Reproduce every one of the records below word for word, line by line.

------ Records supplied ------

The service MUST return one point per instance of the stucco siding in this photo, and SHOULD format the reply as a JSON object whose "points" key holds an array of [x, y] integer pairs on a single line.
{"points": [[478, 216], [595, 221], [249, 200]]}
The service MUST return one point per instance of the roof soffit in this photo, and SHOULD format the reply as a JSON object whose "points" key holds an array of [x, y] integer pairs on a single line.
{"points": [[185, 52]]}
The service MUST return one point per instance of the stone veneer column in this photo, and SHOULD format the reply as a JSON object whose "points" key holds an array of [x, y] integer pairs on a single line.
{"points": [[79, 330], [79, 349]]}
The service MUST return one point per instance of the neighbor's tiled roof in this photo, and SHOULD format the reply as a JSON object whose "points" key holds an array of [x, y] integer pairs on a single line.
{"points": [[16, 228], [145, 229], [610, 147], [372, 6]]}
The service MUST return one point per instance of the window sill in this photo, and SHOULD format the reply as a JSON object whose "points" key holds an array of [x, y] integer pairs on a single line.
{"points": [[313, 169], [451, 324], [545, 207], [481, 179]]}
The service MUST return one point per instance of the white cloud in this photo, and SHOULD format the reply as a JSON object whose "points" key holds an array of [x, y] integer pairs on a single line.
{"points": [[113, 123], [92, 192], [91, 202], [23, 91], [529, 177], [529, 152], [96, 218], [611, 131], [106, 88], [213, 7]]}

------

### Final result
The service MUST return one point per instance of the stucco siding in this photo, and SHOULD format the reply as a JSON object whose "points" key holds an array of [x, y] integer pairs on a single line.
{"points": [[478, 216], [595, 221], [249, 200]]}
The service MUST return one point per instance of the roof soffit in this photo, and SHOULD format the reply as a JSON object whose "points" key holds an array of [x, y] integer pairs on a single line.
{"points": [[185, 52]]}
The service MUST return one point per instance of the stone veneer column in this photo, and SHOULD format the reply as a JSON object whose "points" key holds an array of [x, y] integer pairs on a single line.
{"points": [[79, 330], [79, 349]]}
The service MUST return one point per instance of the neighbor's tiled roof in this photo, and SHOULD format the reply as a JSON object whose "points" key holds an array of [x, y] integer pairs on a single line.
{"points": [[16, 228], [145, 229], [610, 147], [372, 6]]}
The service MUST return one point per instance of the window sill in this photo, and SHOULD format the reply as a JSON object whose "points" key holds an array of [x, y] integer pairs on a single line.
{"points": [[313, 169], [451, 324], [545, 207], [481, 179]]}
The service MUST return one point per instance of the white cloud in this photo, and SHOULD format the reply as a JSON object whose "points" key holds an array of [x, y] integer pairs on a single line.
{"points": [[113, 123], [92, 192], [91, 202], [23, 91], [529, 177], [529, 152], [96, 218], [611, 131], [106, 88], [213, 7]]}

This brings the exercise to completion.